**Source data**.
★ ★ ★ ★ ★

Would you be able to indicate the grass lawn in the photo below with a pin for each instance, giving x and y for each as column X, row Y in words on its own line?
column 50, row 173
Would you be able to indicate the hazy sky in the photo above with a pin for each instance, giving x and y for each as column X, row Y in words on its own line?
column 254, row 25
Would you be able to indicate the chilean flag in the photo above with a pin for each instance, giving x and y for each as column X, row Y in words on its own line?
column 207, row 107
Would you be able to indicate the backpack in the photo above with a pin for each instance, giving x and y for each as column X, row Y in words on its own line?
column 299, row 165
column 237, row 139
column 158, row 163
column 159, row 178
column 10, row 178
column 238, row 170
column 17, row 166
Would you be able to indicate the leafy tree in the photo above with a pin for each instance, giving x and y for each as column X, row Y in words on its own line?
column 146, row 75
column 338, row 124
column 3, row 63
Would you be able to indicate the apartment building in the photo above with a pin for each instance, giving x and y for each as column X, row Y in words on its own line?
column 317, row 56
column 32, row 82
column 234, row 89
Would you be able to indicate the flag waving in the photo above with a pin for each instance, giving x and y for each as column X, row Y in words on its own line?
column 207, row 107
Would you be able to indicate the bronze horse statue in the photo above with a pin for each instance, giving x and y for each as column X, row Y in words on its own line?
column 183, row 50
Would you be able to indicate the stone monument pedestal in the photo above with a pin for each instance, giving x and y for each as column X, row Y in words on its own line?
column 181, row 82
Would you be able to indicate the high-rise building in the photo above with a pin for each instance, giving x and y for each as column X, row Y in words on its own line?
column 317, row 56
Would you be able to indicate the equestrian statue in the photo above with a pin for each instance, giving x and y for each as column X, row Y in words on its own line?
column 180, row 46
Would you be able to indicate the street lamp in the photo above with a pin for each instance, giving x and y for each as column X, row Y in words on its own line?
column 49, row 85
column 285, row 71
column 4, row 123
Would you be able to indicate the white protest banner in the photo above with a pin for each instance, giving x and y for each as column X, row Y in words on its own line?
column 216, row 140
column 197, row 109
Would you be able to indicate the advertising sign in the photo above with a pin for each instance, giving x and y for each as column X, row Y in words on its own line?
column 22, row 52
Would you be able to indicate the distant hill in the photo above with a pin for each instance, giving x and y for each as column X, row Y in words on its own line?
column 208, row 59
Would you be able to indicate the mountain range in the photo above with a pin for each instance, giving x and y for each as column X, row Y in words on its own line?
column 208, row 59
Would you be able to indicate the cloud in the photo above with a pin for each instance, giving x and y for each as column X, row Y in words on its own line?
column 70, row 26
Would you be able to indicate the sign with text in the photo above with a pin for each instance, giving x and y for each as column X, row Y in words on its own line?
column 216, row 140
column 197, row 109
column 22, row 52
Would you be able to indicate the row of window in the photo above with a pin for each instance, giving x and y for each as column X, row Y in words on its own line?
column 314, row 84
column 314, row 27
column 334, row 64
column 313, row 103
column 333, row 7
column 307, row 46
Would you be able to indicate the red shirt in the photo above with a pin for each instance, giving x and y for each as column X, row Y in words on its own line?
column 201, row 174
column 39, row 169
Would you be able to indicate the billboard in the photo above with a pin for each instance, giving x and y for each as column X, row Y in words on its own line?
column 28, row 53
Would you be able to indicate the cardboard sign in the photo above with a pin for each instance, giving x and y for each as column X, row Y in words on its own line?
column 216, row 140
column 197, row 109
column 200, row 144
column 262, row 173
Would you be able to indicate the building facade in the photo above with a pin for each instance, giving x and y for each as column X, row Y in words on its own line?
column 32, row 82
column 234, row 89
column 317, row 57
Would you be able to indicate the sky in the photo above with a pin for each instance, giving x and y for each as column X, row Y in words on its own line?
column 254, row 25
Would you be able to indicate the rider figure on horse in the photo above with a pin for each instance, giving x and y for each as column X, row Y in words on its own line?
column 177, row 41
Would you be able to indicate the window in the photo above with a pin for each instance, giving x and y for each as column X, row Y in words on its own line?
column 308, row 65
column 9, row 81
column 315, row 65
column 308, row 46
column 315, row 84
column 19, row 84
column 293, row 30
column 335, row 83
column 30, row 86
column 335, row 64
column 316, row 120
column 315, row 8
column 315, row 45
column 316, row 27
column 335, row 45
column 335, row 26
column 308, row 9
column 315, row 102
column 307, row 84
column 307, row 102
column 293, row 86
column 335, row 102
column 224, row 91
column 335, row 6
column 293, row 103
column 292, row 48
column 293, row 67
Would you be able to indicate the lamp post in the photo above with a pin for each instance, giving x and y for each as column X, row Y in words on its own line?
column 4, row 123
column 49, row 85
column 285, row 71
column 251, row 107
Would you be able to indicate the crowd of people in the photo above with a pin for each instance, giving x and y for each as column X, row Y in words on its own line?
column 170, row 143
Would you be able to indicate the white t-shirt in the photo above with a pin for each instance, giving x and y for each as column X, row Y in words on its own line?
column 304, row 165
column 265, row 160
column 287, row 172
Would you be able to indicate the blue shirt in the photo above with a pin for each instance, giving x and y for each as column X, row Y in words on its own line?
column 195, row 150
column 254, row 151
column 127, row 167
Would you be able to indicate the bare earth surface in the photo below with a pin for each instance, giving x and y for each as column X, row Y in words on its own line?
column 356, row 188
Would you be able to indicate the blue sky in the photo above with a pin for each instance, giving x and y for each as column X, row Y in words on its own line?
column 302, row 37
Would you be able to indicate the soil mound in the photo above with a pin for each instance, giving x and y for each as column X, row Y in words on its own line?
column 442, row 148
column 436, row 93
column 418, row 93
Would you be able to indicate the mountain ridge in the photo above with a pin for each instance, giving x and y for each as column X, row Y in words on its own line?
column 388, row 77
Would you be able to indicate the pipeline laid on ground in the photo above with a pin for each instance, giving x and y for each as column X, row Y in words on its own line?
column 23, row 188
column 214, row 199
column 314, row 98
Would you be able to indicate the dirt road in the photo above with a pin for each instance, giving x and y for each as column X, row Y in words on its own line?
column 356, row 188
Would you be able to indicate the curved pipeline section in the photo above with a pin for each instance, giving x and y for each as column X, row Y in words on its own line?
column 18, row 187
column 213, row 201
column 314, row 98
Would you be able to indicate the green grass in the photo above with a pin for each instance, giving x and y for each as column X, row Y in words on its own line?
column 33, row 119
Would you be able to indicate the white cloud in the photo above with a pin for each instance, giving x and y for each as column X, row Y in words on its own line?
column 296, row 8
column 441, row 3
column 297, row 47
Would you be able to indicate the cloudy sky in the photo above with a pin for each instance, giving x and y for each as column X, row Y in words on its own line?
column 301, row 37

★ ★ ★ ★ ★

**Your goal**. Your task is to retype the complete material exactly as it was given.

**Exercise response**.
Would you be able to indicate the grass lawn in the photo below with a pin for each instance, giving x and y for each as column X, row Y in words on its own line?
column 50, row 173
Would you be able to indicate the hazy sky in the photo above with a pin for each instance, giving x and y for each as column X, row Y in words on its own line?
column 254, row 25
Would you be able to indicate the chilean flag in the photo above with a pin for each instance, giving x and y for each as column X, row Y in words on its own line?
column 207, row 107
Would you be able to indicate the backpack in the photo above with a pin for each instance, giving x and y for each as column X, row Y in words on its own line?
column 299, row 165
column 237, row 139
column 158, row 163
column 159, row 178
column 10, row 178
column 238, row 170
column 17, row 166
Would you be able to indicate the leafy tree in the photo above with a pin for each instance, giving x and y for each as column X, row Y in words on its own line?
column 146, row 75
column 338, row 124
column 3, row 63
Would you be able to indicate the apartment building in the photo above with a pin for each instance, giving x and y for each as column X, row Y in words on its own line?
column 317, row 56
column 32, row 82
column 234, row 89
Would you be able to indicate the flag waving in the photo above with a pin for each instance, giving x and y for each as column X, row Y in words on its own line?
column 207, row 107
Would you be able to indicate the bronze horse statue in the photo above with a pin for each instance, giving x and y for each as column X, row Y in words on its own line?
column 183, row 50
Would you be able to indicate the stone monument pedestal in the photo above with a pin for each instance, giving x and y for each as column X, row Y in words on its own line?
column 181, row 82
Would you be able to indicate the high-rise building in the photo above with a pin for each instance, giving x and y for each as column X, row Y in words on its own line?
column 317, row 56
Would you be able to indicate the equestrian statue in the photo above with a pin for each instance, giving x and y for each as column X, row Y in words on its own line?
column 180, row 46
Would you be able to indicate the street lamp in the photo above with a pin for each instance, giving x and y for each as column X, row Y in words on its own line?
column 49, row 85
column 285, row 71
column 4, row 123
Would you be able to indicate the white protest banner in the photo above with a pin for each instance, giving x and y for each as column X, row Y in words on its own line?
column 216, row 140
column 197, row 109
Would you be able to indicate the advertising sign in the photo above with a pin for each instance, giving x and y for each as column X, row Y in words on its own line?
column 22, row 52
Would you be able to indicate the distant hill in the photo above with a pin for each instance, giving x and y for each as column X, row Y in words on its own line?
column 208, row 59
Would you be able to indicate the mountain range in the photo above with a pin for each instance, giving x and y for each as column X, row Y in words on its own line?
column 208, row 59
Would you be able to indicate the cloud in the photo above with a pin for each instance, giving x and y for each as column X, row Y in words on its own line?
column 70, row 26
Would you be able to indicate the sign with text in the photo above with a pin for each instance, giving x and y for each as column X, row Y in words on its own line?
column 216, row 140
column 197, row 109
column 22, row 52
Would you be able to indicate the row of window in the photo above with a pin for each instance, giving x and y for each as column X, row Y in words on its own line?
column 314, row 84
column 314, row 27
column 334, row 64
column 313, row 103
column 333, row 7
column 307, row 46
Would you be able to indicate the red shirt in the photo above with a pin for each instance, giving x and y for each as column X, row Y in words on its own line?
column 201, row 174
column 39, row 169
Would you be able to indicate the billboard in the photo above with a pin for each instance, giving x and y for each as column X, row Y in words on its own line?
column 28, row 53
Would you be able to indicate the cardboard sign in the photo above with a pin for each instance, giving x and y for each as column X, row Y in words on its own line?
column 216, row 140
column 197, row 109
column 200, row 144
column 262, row 173
Would you be able to indicate the building facade in the photo above with a pin for each instance, giving x and y for each as column X, row Y in words on its own line?
column 32, row 82
column 234, row 89
column 317, row 57
Would you be able to indicate the sky in the photo above with a pin for each instance, giving x and y for each as column X, row Y in words on its own line?
column 254, row 25
Would you be able to indicate the rider figure on horse in the photo above with a pin for each instance, giving x and y for each as column X, row Y in words on its own line?
column 177, row 41
Would you be able to indicate the window in the photo above with a pin for each instance, giving x and y for each as column X, row Y in words on its own line?
column 308, row 65
column 9, row 81
column 315, row 65
column 308, row 46
column 315, row 84
column 19, row 84
column 293, row 30
column 335, row 83
column 30, row 86
column 335, row 64
column 316, row 120
column 315, row 8
column 315, row 45
column 316, row 27
column 335, row 45
column 335, row 26
column 308, row 9
column 315, row 102
column 307, row 84
column 307, row 102
column 293, row 86
column 335, row 102
column 224, row 91
column 335, row 6
column 293, row 103
column 292, row 48
column 293, row 67
Would you be able to indicate the lamp post in the photo above with a pin for each instance, giving x and y for each as column X, row Y in words on its own line?
column 4, row 123
column 49, row 85
column 285, row 71
column 251, row 107
Would you be able to indicate the crowd of people in the photo above with a pin for each instance, giving x and y for each as column X, row Y in words on its own line?
column 170, row 143
Would you be able to indicate the white t-shirt in the photo above with a pin for each instance, giving x and y for each as column X, row Y in words on its own line?
column 304, row 165
column 265, row 160
column 287, row 172
Would you be able to indicate the blue shirt in the photo above with a pin for each instance, giving x and y for each as column X, row Y in words on its own line?
column 195, row 150
column 254, row 151
column 127, row 167
Would you be able to indicate the bare earth surface in the photo below with a pin for each instance, giving x and y for each as column X, row Y in words on its own line?
column 356, row 188
Would you be able to indicate the blue sky in the photo above with a pin for each instance, giving x and y for each as column X, row Y in words on its own line?
column 302, row 37
Would you be able to indicate the soil mound in the photo above with a pin for each instance, giving x and y for each as column X, row Y in words on its own line?
column 442, row 148
column 436, row 93
column 418, row 93
Would you be able to indicate the mountain ridge in the photo above with a pin for each instance, giving x and y for each as column X, row Y in words on its own line?
column 388, row 77
Would you be able to indicate the pipeline laid on ground in the photo above with a pin for each instance, giving x and y for each as column X, row Y in words on its own line?
column 23, row 188
column 214, row 199
column 314, row 98
Would you be able to indicate the dirt road in the photo above with a pin for each instance, giving x and y for each as column X, row Y in words on its own line?
column 356, row 188
Would you be able to indicate the curved pipeline section in the photo above with a pin for each instance, giving x and y for each as column X, row Y in words on its own line?
column 18, row 187
column 213, row 201
column 314, row 98
Would you be able to indicate the green grass in the photo above with a pin for each instance, giving x and y for each as column X, row Y in words on its own line?
column 33, row 119
Would you be able to indicate the white cloud in the photo above with a pin for each instance, giving x and y for each as column X, row Y in words on its own line?
column 296, row 8
column 441, row 3
column 297, row 47
Would you be able to indicate the cloudy sky in the photo above with a pin for each instance, giving x and y for each as column X, row Y in words on its own line?
column 301, row 37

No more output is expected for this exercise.